▶ _掲載文_:
──────────────────────────────
岩井秀人「ひきこもり入門」【第4回後編】母に聞く、ひきこもった子供に親ができること


それ以上夫に言わせちゃいけないし、それ以上息子に聞かせちゃいけないと思った

──秀人さんとお父さんがケンカをしている様子を目撃したときはどうされていたんですか。

母 横から違う意見を言ったことはたくさんありますけど、本当に止めに入ったのは1回だけです。

親子だからケンカというか、親が上から言う感じなんですけど、夫が秀人を全否定するみたいな言い方をしてたときがあったんです。「だからお前はダメなんだ」「親に食わせてもらってるのにその言い草はなんだ」とかいうような話になってて。言ってることは秀人には反論の余地がないくらいの事実なんだけど、秀人自身にはどうにもならなくてそうなっちゃってることを一方的に言いつづけてました。

子供に言うべきじゃないことを言ってるなと思ってたんです。だんだんと言い方もエスカレートしてきたので、「それ以上言ったら私は本気で怒るからね。もうそれ以上言わないで」って私は横で言ってたんですけど、それでもまだやめないので駆け寄って、夫を叩いちゃったんです。それ以上言わせちゃいけないし、それ以上聞かせちゃいけないと思って。

──秀人さんもとても驚かれたと思うのですが、リアクションなどはありましたか。

母 それはびっくりしたんじゃないでしょうかね。今度はお母さんがお父さんを叩くんだって。本人が覚えてるかわかりませんけど。

男の人にそんなにすごいダメージを与えるようなパンチ力は私にはありませんし、たぶん平手で叩いたと思います。でも、叩いたらみんなすごくびっくりして、全員がシーンとなってしまいました。
──────────────────────────────
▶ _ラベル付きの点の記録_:

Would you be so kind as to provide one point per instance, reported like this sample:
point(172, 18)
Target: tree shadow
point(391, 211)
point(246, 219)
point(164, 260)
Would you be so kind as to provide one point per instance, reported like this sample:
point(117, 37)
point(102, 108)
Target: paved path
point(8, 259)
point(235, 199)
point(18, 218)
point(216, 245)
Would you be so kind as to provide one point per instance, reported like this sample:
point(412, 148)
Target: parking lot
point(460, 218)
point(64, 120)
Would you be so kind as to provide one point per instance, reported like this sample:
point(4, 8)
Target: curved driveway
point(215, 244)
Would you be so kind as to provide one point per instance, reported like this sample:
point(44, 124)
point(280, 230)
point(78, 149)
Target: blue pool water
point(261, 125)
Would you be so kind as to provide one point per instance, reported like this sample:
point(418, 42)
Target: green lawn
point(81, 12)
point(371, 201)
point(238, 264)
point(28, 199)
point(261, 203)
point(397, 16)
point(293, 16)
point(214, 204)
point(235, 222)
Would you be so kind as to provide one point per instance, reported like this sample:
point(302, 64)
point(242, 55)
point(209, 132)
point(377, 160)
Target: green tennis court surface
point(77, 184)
──────────────────────────────
▶ _課題_:
1 > 記録の中から、文字列「green」を含む行をすべて抜き出しなさい。大文字と小文字は区別すること。
2 > ひきこもった息子と両親について母親に聞いたインタビュー記事を、最後の文の後から書き進めなさい。

▶ _課題の解答_:
1 >
Target: green lawn
Target: green tennis court surface

2 >
そのことを後悔はしてないです。あのまま言わせてたら秀人が受ける傷のほうが大きいと思って、止められればなんでもよかったので。

──旦那さんもびっくりしていましたか。

母 そうですね。そこからは秀人に対して何も言わなかったです。言い過ぎたとしても謝る人ではないので。何も言わなかったってことは、言い過ぎたことはわかったんじゃないですかね。

──秀人さんが高校中退されてちょうどひきこもってた時期の出来事でしょうか?

母 そうですね。秀人と夫がやりとりするときは、文通が多かったです。家の中での文通が、うちではそのころ流行ってたんだと思います。口で言うと「その言い方はなんだ」とかになっちゃうので。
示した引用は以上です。